Exercise directions. Look through the entries below and extract exactly the lines from the one containing "73L225 77H235L237 65L226" through the one containing "0L45 3L51 0ZM3", ends included.
***** Data under study *****
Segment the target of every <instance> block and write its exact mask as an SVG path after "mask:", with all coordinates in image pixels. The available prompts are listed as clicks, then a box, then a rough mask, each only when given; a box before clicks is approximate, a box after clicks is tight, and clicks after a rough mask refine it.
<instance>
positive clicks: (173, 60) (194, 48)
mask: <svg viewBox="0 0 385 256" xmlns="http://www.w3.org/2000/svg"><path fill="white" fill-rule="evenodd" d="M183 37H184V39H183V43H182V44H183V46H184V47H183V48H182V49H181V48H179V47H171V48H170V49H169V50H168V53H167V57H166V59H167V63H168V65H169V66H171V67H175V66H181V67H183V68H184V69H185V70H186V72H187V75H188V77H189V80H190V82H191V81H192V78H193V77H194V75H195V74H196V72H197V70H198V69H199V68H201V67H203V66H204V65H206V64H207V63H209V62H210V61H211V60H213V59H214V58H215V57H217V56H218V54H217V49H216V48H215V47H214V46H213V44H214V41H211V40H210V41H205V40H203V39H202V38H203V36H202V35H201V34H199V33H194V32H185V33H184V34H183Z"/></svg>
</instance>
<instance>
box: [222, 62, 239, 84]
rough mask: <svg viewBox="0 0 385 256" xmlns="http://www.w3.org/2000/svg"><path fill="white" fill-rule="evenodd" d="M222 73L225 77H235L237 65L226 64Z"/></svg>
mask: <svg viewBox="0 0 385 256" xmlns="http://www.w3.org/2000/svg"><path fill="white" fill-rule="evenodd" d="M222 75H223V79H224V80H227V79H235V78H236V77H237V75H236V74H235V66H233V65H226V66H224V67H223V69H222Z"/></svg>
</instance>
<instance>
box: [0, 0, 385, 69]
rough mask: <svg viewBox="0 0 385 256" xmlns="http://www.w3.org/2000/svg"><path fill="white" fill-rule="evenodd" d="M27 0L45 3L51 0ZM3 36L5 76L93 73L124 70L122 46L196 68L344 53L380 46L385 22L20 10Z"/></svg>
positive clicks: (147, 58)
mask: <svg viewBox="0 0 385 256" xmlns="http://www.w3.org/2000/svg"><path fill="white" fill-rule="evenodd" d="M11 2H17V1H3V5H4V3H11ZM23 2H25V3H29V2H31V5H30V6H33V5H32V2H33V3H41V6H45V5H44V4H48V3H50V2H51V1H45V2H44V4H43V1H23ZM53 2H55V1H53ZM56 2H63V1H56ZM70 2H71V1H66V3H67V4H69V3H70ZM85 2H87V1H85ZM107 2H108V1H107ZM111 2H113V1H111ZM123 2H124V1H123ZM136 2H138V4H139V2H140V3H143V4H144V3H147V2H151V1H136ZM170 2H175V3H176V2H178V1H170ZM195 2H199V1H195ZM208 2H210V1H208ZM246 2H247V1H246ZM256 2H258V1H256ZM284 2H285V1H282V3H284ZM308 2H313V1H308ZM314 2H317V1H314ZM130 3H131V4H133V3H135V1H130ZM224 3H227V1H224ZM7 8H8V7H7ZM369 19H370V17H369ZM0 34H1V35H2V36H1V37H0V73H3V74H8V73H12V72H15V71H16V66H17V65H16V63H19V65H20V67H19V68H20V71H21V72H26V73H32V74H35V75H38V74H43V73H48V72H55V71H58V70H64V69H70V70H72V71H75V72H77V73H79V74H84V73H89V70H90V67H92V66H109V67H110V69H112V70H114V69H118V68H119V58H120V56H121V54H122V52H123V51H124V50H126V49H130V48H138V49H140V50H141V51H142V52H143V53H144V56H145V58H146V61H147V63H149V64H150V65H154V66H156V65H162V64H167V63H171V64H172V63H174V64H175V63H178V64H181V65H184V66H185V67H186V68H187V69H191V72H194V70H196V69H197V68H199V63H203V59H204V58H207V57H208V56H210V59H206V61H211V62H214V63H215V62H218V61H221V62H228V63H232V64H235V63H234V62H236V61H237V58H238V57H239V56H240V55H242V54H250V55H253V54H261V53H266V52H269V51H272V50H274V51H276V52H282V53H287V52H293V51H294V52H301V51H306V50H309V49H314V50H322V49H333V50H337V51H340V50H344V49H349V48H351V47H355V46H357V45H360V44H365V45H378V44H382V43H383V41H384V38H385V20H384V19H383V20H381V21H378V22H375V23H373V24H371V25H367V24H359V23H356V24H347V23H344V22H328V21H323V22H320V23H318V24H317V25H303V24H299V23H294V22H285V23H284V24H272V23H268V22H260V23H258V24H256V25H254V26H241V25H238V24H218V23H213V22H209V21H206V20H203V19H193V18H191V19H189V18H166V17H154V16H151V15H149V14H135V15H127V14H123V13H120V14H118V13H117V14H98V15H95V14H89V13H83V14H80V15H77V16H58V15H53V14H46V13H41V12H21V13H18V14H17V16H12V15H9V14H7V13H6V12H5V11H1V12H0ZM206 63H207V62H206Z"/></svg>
*****
Answer.
rough mask: <svg viewBox="0 0 385 256" xmlns="http://www.w3.org/2000/svg"><path fill="white" fill-rule="evenodd" d="M222 73L225 77H235L237 65L226 64Z"/></svg>
mask: <svg viewBox="0 0 385 256" xmlns="http://www.w3.org/2000/svg"><path fill="white" fill-rule="evenodd" d="M222 75H223V79H224V80H227V79H235V78H236V77H237V75H236V74H235V66H233V65H226V66H224V67H223V69H222Z"/></svg>
</instance>
<instance>
box: [0, 0, 385, 69]
rough mask: <svg viewBox="0 0 385 256" xmlns="http://www.w3.org/2000/svg"><path fill="white" fill-rule="evenodd" d="M27 0L45 3L51 0ZM3 36L5 76L93 73L124 70L122 46L196 68L344 53L380 46L385 22L20 10Z"/></svg>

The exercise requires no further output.